--- Text shown ---

Story: Freewheeling Dave Lister has ignored a great deal of advice in his time, but he may yet live to regret not following the advice of whoever told him never to go into space. After a few benders and a few misadventures, Lister winds up signing on to the mining ship Red Dwarf, where he lands a low-ranking technician job and bunks with an undeservedly snobby fellow technician named Rimmer. But then Lister gets busted for bringing an unquarantined animal aboard, is sentenced to stasis, and – in suspended animation – rides out a catastrophe that kills everyone else on Red Dwarf. The ship’s increasingly senile central computer, Holly, doesn’t awaken Lister until the radiation drops to a safe level – three million years or so, give or take a century – and that’s when things get really interesting.
Review: Obviously, the first Red Dwarf novel has to duplicate a lot of the TV series’ legwork in setting up the characters, though the book offers quite a treat to anyone who’s already seen the series by tracking events a lot further back than the pilot episode, following Lister’s slow descent into the shoes of a third-class technician aboard Red Dwarf. Rob Grant and Doug Naylor created the show and the characters, so they’ve got the voices of the characters down to perfection.

---

* Problem 1 *
In the Red Dwarf write-up, rewrite the passage between "Story: Freewheeling Dave" and "get really interesting.", inclusive, changing "stasis" to "hibernation".
* Problem 2 *
Using the Red Dwarf write-up, mark each statement yes or no and quote the words that decide it: (a) Lister is sentenced to stasis for bringing an unquarantined animal aboard. (b) Holly wakes Lister after roughly three thousand years. (c) Rimmer holds a senior officer's rank on the ship.

--- Entries shown ---

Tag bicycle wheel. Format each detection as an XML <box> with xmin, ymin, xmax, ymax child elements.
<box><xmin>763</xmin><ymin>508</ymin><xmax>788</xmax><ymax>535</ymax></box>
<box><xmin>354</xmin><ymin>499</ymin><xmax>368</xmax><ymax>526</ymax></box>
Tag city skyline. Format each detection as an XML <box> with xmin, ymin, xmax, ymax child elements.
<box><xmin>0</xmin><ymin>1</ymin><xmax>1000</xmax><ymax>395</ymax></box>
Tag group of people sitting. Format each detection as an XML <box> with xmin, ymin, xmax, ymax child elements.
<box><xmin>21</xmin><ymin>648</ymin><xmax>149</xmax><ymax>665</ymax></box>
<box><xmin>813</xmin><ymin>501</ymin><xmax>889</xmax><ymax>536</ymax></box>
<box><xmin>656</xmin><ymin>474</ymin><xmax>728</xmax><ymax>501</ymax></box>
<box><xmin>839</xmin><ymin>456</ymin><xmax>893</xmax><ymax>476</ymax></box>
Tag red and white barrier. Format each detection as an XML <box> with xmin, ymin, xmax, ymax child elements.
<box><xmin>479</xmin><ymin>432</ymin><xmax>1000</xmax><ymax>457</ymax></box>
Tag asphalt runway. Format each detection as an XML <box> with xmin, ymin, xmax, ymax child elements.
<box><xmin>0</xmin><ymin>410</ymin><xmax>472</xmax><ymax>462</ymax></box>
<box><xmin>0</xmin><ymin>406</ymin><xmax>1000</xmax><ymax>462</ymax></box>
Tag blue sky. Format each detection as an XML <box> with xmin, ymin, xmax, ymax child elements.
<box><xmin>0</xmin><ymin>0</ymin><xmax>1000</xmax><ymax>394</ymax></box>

---

* Finished answer 1 *
Story: Freewheeling Dave Lister has ignored a great deal of advice in his time, but he may yet live to regret not following the advice of whoever told him never to go into space. After a few benders and a few misadventures, Lister winds up signing on to the mining ship Red Dwarf, where he lands a low-ranking technician job and bunks with an undeservedly snobby fellow technician named Rimmer. But then Lister gets busted for bringing an unquarantined animal aboard, is sentenced to hibernation, and – in suspended animation – rides out a catastrophe that kills everyone else on Red Dwarf. The ship’s increasingly senile central computer, Holly, doesn’t awaken Lister until the radiation drops to a safe level – three million years or so, give or take a century – and that’s when things get really interesting.

* Finished answer 2 *
(a) Yes: "Lister gets busted for bringing an unquarantined animal aboard, is sentenced to stasis"
(b) No: "three million years or so, give or take a century"
(c) No: "an undeservedly snobby fellow technician named Rimmer"